#### WHAT TO PRODUCE
Turn the data below into a numbered list with one line per entry, skipping any blank lines and leaving out the pictures.

* begin *

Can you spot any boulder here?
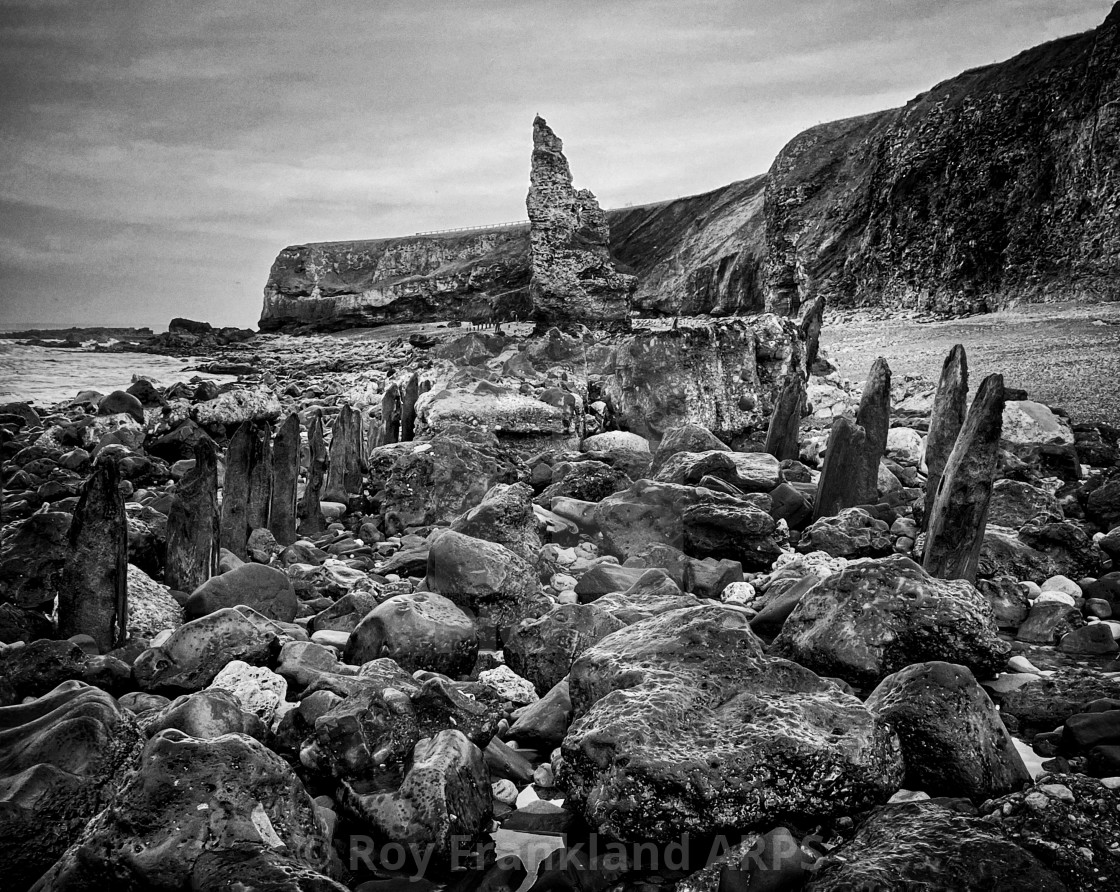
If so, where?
[0,681,143,890]
[132,606,280,691]
[345,592,478,677]
[976,774,1120,892]
[988,480,1062,530]
[866,661,1030,802]
[365,431,516,533]
[557,605,903,842]
[650,422,730,474]
[428,530,547,630]
[656,449,782,492]
[804,801,1066,892]
[342,730,493,864]
[183,564,299,623]
[772,555,1010,687]
[797,508,892,558]
[503,604,625,693]
[139,688,265,740]
[128,564,183,639]
[451,483,541,561]
[36,730,342,890]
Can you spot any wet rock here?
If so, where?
[165,437,221,592]
[988,480,1062,530]
[132,606,280,691]
[650,422,730,475]
[366,435,516,535]
[342,731,493,864]
[558,606,902,840]
[0,681,142,890]
[525,118,637,331]
[184,564,299,623]
[866,661,1030,802]
[428,530,547,630]
[510,678,571,752]
[797,508,892,558]
[503,604,625,691]
[0,511,71,607]
[981,774,1120,892]
[773,555,1010,687]
[1015,601,1085,644]
[36,731,337,889]
[58,458,129,653]
[345,592,478,677]
[190,387,282,429]
[451,483,541,561]
[804,801,1066,892]
[269,412,302,546]
[128,564,183,639]
[296,415,327,536]
[139,688,265,740]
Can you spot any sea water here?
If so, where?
[0,341,235,406]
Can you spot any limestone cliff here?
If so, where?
[525,117,636,328]
[262,4,1120,328]
[765,6,1120,310]
[260,224,529,332]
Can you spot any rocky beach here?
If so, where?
[0,7,1120,892]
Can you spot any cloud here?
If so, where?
[0,0,1110,324]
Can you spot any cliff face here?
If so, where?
[765,6,1120,310]
[525,117,635,328]
[260,224,529,332]
[261,4,1120,329]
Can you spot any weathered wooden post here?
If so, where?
[269,412,300,545]
[922,374,1005,583]
[922,344,969,530]
[58,456,129,653]
[164,438,221,594]
[299,415,327,536]
[766,372,805,462]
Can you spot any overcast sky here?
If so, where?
[0,0,1111,326]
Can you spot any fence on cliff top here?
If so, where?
[414,220,529,235]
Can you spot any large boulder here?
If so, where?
[988,480,1062,530]
[36,730,343,890]
[364,429,517,532]
[866,661,1030,802]
[650,421,730,474]
[504,604,625,694]
[772,555,1010,687]
[557,605,903,842]
[428,530,548,630]
[451,483,541,561]
[132,606,281,691]
[656,448,782,492]
[190,387,282,431]
[0,681,143,890]
[0,511,71,607]
[343,730,493,864]
[183,564,299,623]
[797,508,892,558]
[594,480,782,564]
[344,592,478,677]
[804,801,1066,892]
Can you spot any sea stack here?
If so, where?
[525,117,637,331]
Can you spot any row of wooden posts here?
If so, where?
[765,344,1005,583]
[58,374,431,652]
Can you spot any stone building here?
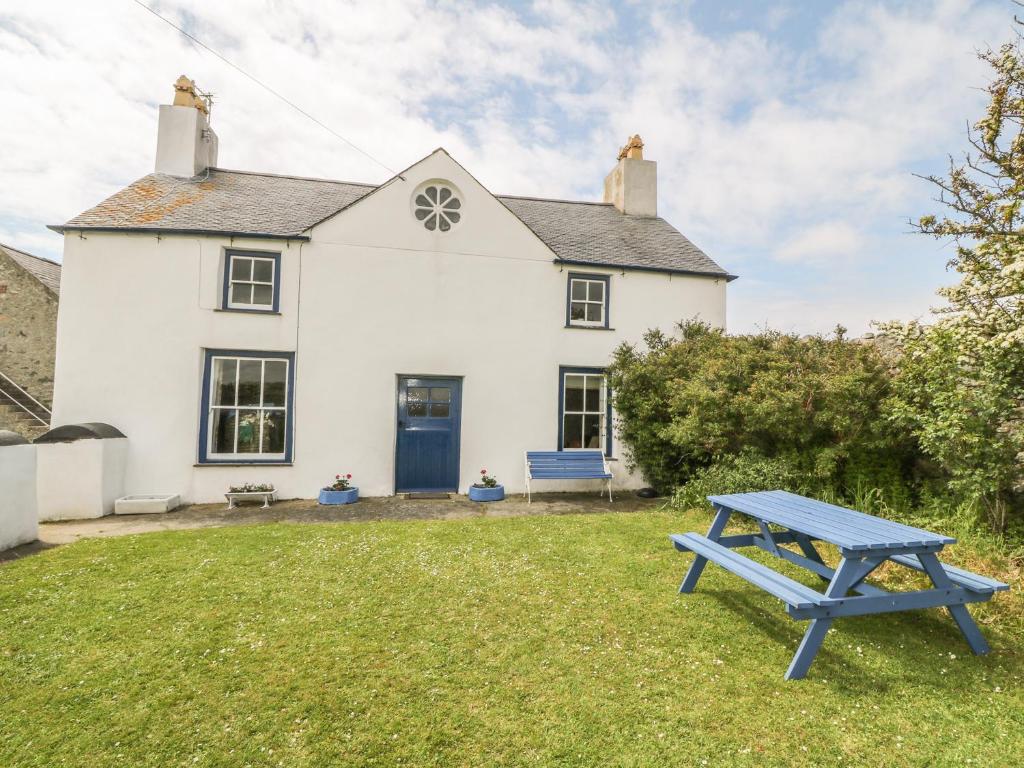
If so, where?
[0,243,60,436]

* end *

#### TASK RESPONSE
1. Can you spot any boulder here?
2. If so, where?
3. [0,681,143,890]
4. [132,606,280,691]
5. [345,592,478,677]
6. [976,774,1120,892]
7. [988,480,1062,530]
8. [866,661,1030,802]
9. [365,431,516,533]
10. [557,605,903,842]
11. [650,422,730,474]
12. [428,530,547,630]
13. [656,449,782,492]
14. [804,801,1066,892]
15. [342,730,493,864]
16. [183,564,299,623]
17. [772,555,1010,687]
18. [797,508,892,558]
19. [503,604,625,693]
20. [139,688,265,740]
21. [128,564,183,639]
22. [451,483,541,561]
23. [36,730,342,890]
24. Can you spot any wet rock here?
25. If so, where?
26. [165,437,221,592]
27. [988,480,1062,530]
28. [132,606,280,691]
29. [650,422,730,475]
30. [366,435,516,535]
31. [342,731,493,864]
32. [558,606,902,840]
33. [0,681,142,890]
34. [525,118,637,331]
35. [184,564,299,623]
36. [866,661,1030,802]
37. [428,530,547,630]
38. [510,678,571,752]
39. [797,508,892,558]
40. [503,604,625,691]
41. [0,511,71,607]
42. [981,774,1120,892]
43. [773,555,1010,687]
44. [1015,601,1085,644]
45. [36,731,337,889]
46. [58,458,129,653]
47. [345,592,478,677]
48. [190,387,282,429]
49. [451,483,541,561]
50. [804,801,1066,892]
51. [269,412,302,546]
52. [128,564,183,639]
53. [296,415,327,536]
54. [139,688,265,740]
55. Can you spot any sea water here?
56. If so, where?
57. [0,341,235,406]
58. Can you spot any limestone cliff here?
59. If so, where?
60. [525,117,636,328]
61. [262,4,1120,328]
62. [765,6,1120,310]
63. [260,224,529,332]
64. Can you spot any rocky beach here?
65. If so, where?
66. [0,7,1120,892]
67. Can you spot any cloud here?
68. If so, where?
69. [0,0,1110,324]
70. Can you spot any cliff face here?
71. If so, where?
72. [765,6,1120,310]
73. [525,117,635,328]
74. [260,224,529,332]
75. [261,4,1120,329]
76. Can you spot any weathered wooden post here?
77. If so, where?
78. [269,412,300,545]
79. [922,374,1005,583]
80. [922,344,969,530]
81. [58,456,129,653]
82. [164,438,221,594]
83. [299,415,327,536]
84. [766,372,805,462]
85. Can you spot any overcast sky here?
86. If so, where?
87. [0,0,1111,326]
88. Can you spot any fence on cliff top here?
89. If so, where?
90. [414,220,529,235]
91. Can you spot any large boulder here?
92. If so, where?
93. [988,480,1062,530]
94. [36,730,343,890]
95. [364,429,517,532]
96. [866,661,1030,802]
97. [650,421,730,474]
98. [504,604,625,694]
99. [772,555,1010,687]
100. [557,605,903,842]
101. [428,530,548,630]
102. [451,483,541,561]
103. [132,606,281,691]
104. [656,448,782,492]
105. [190,387,282,431]
106. [0,681,143,890]
107. [0,511,71,607]
108. [343,730,493,864]
109. [183,564,299,623]
110. [797,508,892,558]
111. [594,480,782,564]
112. [344,592,478,677]
113. [804,801,1066,892]
114. Can you spot any sea stack here?
115. If so, where?
116. [525,117,637,331]
117. Can you spot any row of wooden posts here?
118. If so, where?
119. [765,344,1005,583]
120. [58,374,431,652]
121. Can you spot any stone building here?
122. If so, where?
123. [0,243,60,436]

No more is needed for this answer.